Selanjutnya, lembaga pendidikan sekolah mengkoordinasikan sumber daya manusia
dan semua fasilitas yang diperlukan.
Dalam arti sempit,
pendidikan mempunyai karakteristik sebagai berikut.
1. Berlangsung dalam waktu yang terbatas, yaitu masa kanak-kanak, masa
remaja, dan masa dewasa. Atau, menurut jenjangnya: pra-sekolah dasar, sekolah
dasar, sekolah lanjutan pertama, sekolah lanjutan atas, dan perguruan tinggi.
2. Berlangsung dalam ruang terbatas, yaitu di lembaga persekolahan sesuai
dengan jenjang-jenjangnya.
3. Berlangsung dalam suatu lingkungan khusus yang disengaja diciptakan
berdasarkan sistem administrasi dan manajemen tertentu dalam bentuk kelas,
dalam rangka efektivitas dan efisiensi kelangsungan proses pembelajaran.
4. Materi pendidikan disusun secara sistemik dan terprogram dalam bentuk
kurikulum.
5. Tujuan pendidikan ditentukan oleh lembaga pendidikan sekolah, yang
terbatas pada pengembangan kemampuan tertentu untuk membangun kecakapan dan
keterampilan hidup.

::::

## Tugas A
Tentukan apakah setiap pernyataan berikut sesuai dengan teks tentang pendidikan dalam arti sempit, lalu jawab ya atau tidak disertai kutipan persis dari teks yang menjadi penentunya: (i) Pendidikan dalam arti sempit berlangsung di lembaga persekolahan sesuai jenjangnya. (ii) Materi pendidikan disusun secara bebas tanpa program tertentu. (iii) Tujuan pendidikan ditentukan oleh keluarga peserta didik.
## Tugas B
Tuliskan kembali tanpa perubahan bagian teks tentang pendidikan dalam arti sempit yang terletak antara "1. Berlangsung dalam" dan "dan perguruan tinggi.", termasuk kedua batas itu.
Materi yang menyusul tidak diperlukan di sini.

::::

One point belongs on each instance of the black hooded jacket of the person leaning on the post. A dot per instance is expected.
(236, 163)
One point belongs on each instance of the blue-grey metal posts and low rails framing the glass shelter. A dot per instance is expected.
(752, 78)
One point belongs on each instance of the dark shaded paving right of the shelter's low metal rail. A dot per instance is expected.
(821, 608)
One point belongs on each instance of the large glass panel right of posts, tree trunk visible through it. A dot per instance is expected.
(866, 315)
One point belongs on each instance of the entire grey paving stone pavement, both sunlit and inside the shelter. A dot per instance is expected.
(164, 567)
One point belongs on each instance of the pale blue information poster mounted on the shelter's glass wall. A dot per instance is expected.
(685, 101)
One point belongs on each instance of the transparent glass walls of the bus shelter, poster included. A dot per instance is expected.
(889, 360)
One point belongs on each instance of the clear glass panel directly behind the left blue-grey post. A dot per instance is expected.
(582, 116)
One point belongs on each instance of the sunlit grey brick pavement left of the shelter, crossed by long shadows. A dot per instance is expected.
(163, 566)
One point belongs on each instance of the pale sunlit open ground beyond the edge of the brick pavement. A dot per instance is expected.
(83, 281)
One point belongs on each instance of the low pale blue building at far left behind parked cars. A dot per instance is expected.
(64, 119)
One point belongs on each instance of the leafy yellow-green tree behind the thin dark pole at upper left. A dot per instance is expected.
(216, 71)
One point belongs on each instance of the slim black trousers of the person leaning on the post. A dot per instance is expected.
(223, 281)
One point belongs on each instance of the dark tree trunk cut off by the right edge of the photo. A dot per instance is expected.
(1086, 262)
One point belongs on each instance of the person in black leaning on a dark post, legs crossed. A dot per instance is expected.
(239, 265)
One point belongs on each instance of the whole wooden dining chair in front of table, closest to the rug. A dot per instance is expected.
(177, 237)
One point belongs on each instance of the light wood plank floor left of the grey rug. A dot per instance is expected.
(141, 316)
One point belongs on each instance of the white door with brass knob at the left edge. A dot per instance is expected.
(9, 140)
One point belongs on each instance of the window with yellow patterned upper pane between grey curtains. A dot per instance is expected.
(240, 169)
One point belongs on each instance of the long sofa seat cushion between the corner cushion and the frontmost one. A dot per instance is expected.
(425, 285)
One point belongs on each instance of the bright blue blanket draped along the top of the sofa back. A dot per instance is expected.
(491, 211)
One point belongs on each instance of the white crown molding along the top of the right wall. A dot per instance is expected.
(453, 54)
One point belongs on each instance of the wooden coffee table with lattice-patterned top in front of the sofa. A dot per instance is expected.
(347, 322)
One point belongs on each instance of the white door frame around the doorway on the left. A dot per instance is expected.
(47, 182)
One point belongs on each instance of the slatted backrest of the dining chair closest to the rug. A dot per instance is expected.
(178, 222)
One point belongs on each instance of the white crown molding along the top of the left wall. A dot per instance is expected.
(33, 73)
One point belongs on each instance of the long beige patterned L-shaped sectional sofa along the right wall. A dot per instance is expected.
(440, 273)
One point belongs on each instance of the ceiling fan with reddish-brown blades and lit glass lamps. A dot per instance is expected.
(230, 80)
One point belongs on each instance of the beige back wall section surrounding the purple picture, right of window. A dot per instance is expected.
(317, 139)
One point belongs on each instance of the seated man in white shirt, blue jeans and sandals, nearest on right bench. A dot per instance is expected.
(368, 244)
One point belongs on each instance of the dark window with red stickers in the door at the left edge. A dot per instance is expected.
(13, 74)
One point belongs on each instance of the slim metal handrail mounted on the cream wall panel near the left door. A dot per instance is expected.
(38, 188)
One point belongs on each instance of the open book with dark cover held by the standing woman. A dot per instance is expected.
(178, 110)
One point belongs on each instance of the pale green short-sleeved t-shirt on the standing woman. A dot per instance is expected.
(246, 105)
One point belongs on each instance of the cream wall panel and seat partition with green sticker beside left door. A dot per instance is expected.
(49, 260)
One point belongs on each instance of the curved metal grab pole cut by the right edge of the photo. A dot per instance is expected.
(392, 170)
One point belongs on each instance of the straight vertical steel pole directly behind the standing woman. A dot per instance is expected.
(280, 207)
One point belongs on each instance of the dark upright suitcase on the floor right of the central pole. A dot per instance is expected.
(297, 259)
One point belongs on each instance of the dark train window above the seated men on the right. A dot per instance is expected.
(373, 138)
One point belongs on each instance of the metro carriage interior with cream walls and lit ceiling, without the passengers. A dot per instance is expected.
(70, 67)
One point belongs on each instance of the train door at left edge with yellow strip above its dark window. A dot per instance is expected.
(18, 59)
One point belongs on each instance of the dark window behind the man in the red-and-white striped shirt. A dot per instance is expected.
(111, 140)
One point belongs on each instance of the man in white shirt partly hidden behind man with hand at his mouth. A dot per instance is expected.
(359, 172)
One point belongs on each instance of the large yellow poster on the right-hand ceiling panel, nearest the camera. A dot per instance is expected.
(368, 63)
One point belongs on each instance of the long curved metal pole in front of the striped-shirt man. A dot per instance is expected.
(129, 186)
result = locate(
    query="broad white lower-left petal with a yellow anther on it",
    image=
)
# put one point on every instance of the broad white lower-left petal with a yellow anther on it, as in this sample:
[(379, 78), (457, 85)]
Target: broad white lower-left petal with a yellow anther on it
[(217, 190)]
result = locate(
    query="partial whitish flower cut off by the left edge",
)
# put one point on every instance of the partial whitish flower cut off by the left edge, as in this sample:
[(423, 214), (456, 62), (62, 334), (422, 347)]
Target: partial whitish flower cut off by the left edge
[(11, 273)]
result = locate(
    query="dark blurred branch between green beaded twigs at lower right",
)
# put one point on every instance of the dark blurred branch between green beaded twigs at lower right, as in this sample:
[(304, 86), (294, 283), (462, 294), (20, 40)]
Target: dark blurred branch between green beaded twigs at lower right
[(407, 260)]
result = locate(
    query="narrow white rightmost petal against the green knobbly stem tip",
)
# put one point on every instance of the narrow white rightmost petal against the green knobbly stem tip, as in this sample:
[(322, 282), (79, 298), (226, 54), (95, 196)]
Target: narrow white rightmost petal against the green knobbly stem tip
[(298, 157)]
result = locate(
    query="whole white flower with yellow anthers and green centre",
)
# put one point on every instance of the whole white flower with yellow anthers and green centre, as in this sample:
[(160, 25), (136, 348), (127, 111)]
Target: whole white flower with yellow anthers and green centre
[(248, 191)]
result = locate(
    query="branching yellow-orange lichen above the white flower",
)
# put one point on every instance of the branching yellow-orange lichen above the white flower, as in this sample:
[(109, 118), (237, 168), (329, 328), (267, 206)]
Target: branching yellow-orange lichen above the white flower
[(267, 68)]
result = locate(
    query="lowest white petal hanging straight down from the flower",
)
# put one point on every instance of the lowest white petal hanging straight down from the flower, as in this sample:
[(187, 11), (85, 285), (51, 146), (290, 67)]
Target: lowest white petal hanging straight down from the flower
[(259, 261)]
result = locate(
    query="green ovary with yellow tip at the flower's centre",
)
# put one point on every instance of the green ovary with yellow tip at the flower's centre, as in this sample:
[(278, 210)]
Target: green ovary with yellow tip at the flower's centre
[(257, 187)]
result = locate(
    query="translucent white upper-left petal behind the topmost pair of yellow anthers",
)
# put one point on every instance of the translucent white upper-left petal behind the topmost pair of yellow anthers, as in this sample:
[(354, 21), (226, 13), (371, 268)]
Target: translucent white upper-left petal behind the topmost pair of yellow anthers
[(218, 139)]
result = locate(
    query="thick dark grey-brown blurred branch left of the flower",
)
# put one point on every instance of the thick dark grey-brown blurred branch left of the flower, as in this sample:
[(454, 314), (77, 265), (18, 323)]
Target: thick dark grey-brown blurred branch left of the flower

::::

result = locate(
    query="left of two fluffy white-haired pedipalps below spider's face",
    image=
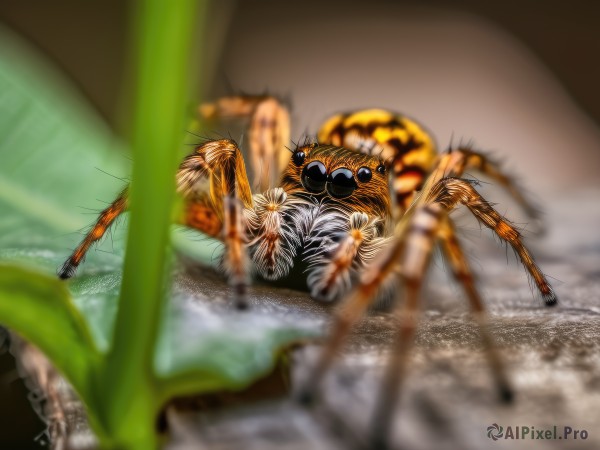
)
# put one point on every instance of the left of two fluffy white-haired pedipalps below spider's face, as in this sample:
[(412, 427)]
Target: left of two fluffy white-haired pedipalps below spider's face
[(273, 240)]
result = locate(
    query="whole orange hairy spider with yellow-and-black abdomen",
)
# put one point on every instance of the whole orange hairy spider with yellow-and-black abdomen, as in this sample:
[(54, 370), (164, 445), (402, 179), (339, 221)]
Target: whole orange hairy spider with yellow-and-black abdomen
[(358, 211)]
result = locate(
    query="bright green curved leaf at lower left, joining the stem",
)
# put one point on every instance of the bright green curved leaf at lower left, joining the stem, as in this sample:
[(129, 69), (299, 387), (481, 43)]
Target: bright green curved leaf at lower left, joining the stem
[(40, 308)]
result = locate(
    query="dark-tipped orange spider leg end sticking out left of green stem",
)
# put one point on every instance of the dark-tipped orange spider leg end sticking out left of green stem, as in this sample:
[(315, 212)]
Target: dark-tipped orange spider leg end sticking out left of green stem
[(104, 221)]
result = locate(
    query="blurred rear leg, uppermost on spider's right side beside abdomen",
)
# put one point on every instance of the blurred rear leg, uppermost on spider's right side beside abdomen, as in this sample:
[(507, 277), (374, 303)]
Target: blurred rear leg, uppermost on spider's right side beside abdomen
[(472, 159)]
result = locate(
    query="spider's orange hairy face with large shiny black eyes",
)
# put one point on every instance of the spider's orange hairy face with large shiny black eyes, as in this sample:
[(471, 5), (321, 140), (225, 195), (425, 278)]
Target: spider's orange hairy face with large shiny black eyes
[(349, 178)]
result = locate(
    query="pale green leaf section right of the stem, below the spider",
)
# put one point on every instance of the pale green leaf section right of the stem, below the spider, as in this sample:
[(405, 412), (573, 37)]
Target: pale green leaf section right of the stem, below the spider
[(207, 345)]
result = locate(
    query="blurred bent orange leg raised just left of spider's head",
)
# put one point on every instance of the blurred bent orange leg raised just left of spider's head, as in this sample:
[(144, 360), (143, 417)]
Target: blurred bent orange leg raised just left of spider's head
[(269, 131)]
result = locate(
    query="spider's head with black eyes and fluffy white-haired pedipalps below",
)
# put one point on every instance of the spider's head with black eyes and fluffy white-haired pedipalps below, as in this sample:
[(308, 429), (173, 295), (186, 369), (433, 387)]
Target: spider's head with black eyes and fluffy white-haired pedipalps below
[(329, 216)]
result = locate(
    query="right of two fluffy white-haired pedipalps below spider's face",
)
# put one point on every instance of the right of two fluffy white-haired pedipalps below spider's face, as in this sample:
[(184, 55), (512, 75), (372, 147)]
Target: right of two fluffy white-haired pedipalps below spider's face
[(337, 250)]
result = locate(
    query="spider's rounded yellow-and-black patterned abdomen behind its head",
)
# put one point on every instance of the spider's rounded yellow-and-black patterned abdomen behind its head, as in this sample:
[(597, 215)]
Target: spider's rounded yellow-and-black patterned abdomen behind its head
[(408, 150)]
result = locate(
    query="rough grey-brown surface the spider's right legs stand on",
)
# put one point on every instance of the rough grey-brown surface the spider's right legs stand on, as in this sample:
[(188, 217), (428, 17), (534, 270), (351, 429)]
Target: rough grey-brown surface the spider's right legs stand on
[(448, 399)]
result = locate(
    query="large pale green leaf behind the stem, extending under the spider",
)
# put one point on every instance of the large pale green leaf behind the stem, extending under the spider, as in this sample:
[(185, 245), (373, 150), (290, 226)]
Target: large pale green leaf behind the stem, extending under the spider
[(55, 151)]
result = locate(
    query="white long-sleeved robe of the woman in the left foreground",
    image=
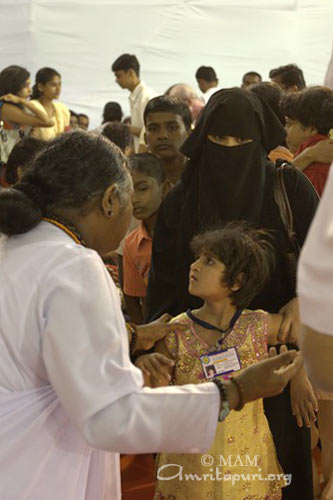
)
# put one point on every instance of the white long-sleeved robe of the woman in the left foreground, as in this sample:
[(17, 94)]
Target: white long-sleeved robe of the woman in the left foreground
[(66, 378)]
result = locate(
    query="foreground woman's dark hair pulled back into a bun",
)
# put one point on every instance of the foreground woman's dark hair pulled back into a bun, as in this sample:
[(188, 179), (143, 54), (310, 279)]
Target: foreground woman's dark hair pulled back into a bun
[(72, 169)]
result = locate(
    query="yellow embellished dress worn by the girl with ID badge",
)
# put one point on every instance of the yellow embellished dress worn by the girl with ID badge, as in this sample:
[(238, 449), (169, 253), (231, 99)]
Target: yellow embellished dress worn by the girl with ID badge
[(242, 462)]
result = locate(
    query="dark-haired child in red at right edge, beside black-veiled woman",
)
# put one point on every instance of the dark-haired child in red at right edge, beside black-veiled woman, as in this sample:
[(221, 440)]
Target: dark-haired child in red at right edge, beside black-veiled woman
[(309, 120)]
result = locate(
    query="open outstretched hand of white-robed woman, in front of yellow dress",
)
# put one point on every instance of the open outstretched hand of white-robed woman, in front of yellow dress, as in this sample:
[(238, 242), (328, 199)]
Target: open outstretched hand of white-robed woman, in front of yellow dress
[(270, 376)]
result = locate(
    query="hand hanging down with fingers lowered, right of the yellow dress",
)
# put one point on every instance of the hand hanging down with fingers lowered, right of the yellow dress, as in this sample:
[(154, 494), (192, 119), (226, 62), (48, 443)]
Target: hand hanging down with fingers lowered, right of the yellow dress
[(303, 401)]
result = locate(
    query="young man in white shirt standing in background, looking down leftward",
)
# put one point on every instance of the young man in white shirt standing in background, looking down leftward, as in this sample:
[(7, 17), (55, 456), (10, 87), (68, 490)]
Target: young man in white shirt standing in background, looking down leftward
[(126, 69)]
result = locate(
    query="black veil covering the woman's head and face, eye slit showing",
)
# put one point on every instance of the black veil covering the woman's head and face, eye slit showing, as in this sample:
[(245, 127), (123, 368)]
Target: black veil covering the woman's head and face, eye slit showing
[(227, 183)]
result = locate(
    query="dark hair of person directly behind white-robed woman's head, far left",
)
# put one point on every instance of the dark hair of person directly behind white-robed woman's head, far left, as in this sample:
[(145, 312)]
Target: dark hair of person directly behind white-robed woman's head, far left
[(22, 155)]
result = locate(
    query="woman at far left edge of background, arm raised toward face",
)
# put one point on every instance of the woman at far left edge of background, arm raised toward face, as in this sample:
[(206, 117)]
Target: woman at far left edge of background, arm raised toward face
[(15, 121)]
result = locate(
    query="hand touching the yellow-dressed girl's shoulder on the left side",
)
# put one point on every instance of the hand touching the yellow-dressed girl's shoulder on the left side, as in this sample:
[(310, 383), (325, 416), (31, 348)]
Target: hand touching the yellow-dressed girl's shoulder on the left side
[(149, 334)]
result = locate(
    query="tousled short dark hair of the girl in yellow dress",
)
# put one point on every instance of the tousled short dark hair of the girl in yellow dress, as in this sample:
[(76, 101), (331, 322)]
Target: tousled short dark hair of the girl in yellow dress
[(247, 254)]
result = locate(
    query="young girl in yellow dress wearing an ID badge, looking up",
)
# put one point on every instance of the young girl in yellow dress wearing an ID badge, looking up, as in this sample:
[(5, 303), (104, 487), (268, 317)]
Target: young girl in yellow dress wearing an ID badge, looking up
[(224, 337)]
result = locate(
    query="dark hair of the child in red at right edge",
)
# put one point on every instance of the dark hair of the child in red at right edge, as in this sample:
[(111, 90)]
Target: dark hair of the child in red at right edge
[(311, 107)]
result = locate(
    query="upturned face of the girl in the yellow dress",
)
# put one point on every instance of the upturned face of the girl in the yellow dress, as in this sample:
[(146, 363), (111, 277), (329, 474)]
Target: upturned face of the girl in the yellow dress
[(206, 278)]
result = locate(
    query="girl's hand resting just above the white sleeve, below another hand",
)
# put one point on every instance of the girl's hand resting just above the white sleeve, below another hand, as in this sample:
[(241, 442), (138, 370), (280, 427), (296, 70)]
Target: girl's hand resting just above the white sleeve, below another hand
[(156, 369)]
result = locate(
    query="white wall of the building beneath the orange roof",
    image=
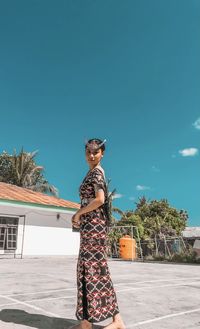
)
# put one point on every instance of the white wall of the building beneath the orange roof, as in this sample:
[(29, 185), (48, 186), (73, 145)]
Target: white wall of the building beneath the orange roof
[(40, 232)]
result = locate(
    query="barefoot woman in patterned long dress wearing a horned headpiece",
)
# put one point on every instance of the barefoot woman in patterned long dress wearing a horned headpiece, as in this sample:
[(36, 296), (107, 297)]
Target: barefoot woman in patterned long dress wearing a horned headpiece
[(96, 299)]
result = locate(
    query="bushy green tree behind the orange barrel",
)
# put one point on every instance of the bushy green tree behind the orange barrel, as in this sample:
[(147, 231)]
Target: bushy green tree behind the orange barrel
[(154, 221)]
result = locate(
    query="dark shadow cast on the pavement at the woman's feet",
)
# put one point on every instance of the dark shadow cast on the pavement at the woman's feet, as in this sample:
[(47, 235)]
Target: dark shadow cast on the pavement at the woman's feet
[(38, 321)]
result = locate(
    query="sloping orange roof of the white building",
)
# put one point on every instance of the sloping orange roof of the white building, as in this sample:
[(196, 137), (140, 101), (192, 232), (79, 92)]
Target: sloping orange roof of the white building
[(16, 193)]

::::

## Jawaban A
(i) Ya: "Berlangsung dalam ruang terbatas, yaitu di lembaga persekolahan sesuai dengan jenjang-jenjangnya."
(ii) Tidak: "Materi pendidikan disusun secara sistemik dan terprogram dalam bentuk kurikulum."
(iii) Tidak: "Tujuan pendidikan ditentukan oleh lembaga pendidikan sekolah"

## Jawaban B
1. Berlangsung dalam waktu yang terbatas, yaitu masa kanak-kanak, masa
remaja, dan masa dewasa. Atau, menurut jenjangnya: pra-sekolah dasar, sekolah
dasar, sekolah lanjutan pertama, sekolah lanjutan atas, dan perguruan tinggi.